- Tindakan yang Diperlukan
- 1) Dalam artikel tentang model pembelajaran, media pembelajaran apa yang digunakan dalam penelitian?
- 2) Tolong salin kata demi kata baris-baris dalam daftar, mulai dari baris yang memuat "See the UI screenshot below and locate the index" dan berakhir pada baris yang memuat "86 52 185 101", termasuk kedua baris itu. Jangan sertakan gambarnya.

== Artikel ==

Dengan demikian seorang guru perlu memiliki kemampuan khusus, kemampuan yang
tidak mungkin dimiliki oleh orang yang bukan guru. Menurut Cooper (dalam
Sanjaya, 2006: 14-15) “A teacher is person charged with the responbility of
helping others to learn and to behave in new different ways. Itulah
sebabnya guru adalah pekerjaan profesional yang membutuhkan kemampuan khusus
hasil proses pendidikan yang dilaksanakan oleh lembaga pendidikan keguruan.
Untuk mencapai tujuan
diatas dibutuhkan model pembelajaran yang sesuai, salah satunya adalah model
pembelajaran Problem Based Learning (PBL). PBL merupakan suatu
pembelajaran yang mempunyai perbedaan dengan pembelajaran pada umumnya. Tujuan
dari pembelajaran berbasis masalah adalah menuntut guru memberikan motivasi dan
dorongan kepada siswa untuk mengemukakan argumentasinya tentang permasalahan
dalam pembelajaran.
Di samping itu model
pembelajaran lainnya yang dapat digunakan yaitu model pembelajaran Student
Teams Achievement Devision (STAD). Dengan pembelajaran kooperatif
tipe STAD siswa diberi kesempatan bekerja sama dalam kelompok-kelompok kecil
yang heterogen yang terdiri dari empat sampai lima orang siswa sehingga siswa
dapat menyelesaikan atau memecahkan suatu masalah secara bersama-sama,
diharapkan melalui model pembelajaran kooperatif tipe STAD ini siswa berani
untuk mengemukakan pendapat/ide sehingga mampu meningkatkan aktivitas siswa
dalam kelas.
Untuk mencapai tujuan
pembelajaran tidak hanya dibutuhkan kompetensi guru yang memadai, tetapi juga
didukung dengan media pembelajaran yang menarik. Media pembelajaran yang
digunakan dalam penelitian ini adalah lembar kerja siswa. Dengan media ini
diharapkan dapat memunculkan keaktifan siswa dan dapat menambah variasi,
motivasi, dan minat dalam proses pembelajaran.
B. Rumusan
masalah
1. Apakah
terdapat perbedaan hasil belajar siswa yang mendapatkan model pembelajaran Problem
Based Learning, model pembelajaran cooperative tipe STAD berbantuan
lembar kerja siswa, dan model pembelajaran konvensional terhadap hasil belajar
siswa pada pokok pembahasan besaran dan satuan kelas x semester 1 SMAN 4
Sumbawa Tahun Ajaran 2013/2014
2. Apakah
terdapat perbedaan hasil belajar siswa yang mendapatkan model pembelajaran Problem
Based Learning dan model pembelajaran cooperative tipe STAD
berbantuan lembar kerja siswa terhadap hasil belajar siswa
3. Apakah
hasil belajar siswa yang mendapatkan model pembelajaran Problem Based
Learning berbantuan lembar kerja siswa lebih baik daripada model
pembelajaran konvensional pada pokok bahasan besaran dan satuan kelas x
semester 1 SMAN 4 Sumbawa Tahun Ajaran 2013/2014.

===
== Data Tugas Ini ==

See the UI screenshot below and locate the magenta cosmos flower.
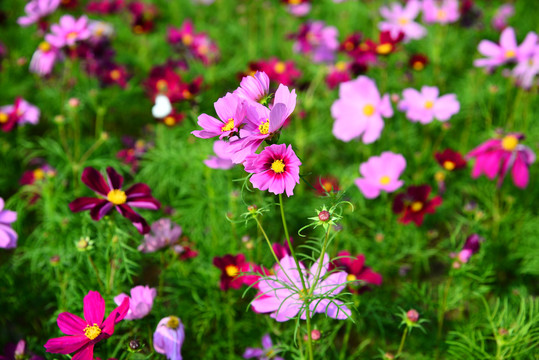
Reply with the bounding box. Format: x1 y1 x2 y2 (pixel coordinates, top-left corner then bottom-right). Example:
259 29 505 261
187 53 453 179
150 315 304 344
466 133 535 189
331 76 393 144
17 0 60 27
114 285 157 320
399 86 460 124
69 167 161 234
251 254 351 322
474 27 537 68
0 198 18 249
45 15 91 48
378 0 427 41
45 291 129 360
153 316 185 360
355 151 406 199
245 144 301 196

===
== Data Tugas Ini ==

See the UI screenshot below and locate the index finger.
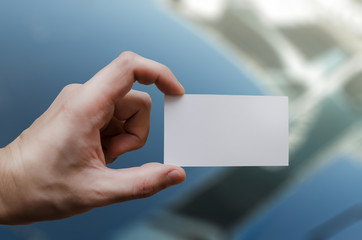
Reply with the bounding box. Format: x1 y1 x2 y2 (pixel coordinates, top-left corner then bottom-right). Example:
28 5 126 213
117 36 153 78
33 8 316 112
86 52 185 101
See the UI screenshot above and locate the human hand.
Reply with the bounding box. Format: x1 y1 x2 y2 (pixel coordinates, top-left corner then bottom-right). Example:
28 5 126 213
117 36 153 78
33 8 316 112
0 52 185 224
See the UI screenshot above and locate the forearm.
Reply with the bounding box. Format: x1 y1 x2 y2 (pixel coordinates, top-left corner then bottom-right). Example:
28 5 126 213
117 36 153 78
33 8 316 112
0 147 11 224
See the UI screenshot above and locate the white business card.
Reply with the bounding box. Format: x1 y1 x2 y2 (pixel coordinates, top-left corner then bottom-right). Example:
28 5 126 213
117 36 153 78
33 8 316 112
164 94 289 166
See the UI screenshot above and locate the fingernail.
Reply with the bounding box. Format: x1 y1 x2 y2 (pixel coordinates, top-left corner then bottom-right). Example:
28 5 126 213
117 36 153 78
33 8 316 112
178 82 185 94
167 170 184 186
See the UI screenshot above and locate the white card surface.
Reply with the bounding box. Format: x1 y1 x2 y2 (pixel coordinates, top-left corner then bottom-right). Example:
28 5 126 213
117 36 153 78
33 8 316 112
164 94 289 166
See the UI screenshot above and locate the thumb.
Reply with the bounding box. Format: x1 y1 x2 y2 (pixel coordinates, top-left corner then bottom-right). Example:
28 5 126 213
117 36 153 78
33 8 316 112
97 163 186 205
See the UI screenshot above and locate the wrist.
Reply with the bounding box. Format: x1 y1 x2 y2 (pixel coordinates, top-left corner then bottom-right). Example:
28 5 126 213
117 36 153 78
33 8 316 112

===

- Jawaban per Tugas
- 1) Lembar kerja siswa.

- 2)
See the UI screenshot below and locate the index finger.
Reply with the bounding box. Format: x1 y1 x2 y2 (pixel coordinates, top-left corner then bottom-right). Example:
28 5 126 213
117 36 153 78
33 8 316 112
86 52 185 101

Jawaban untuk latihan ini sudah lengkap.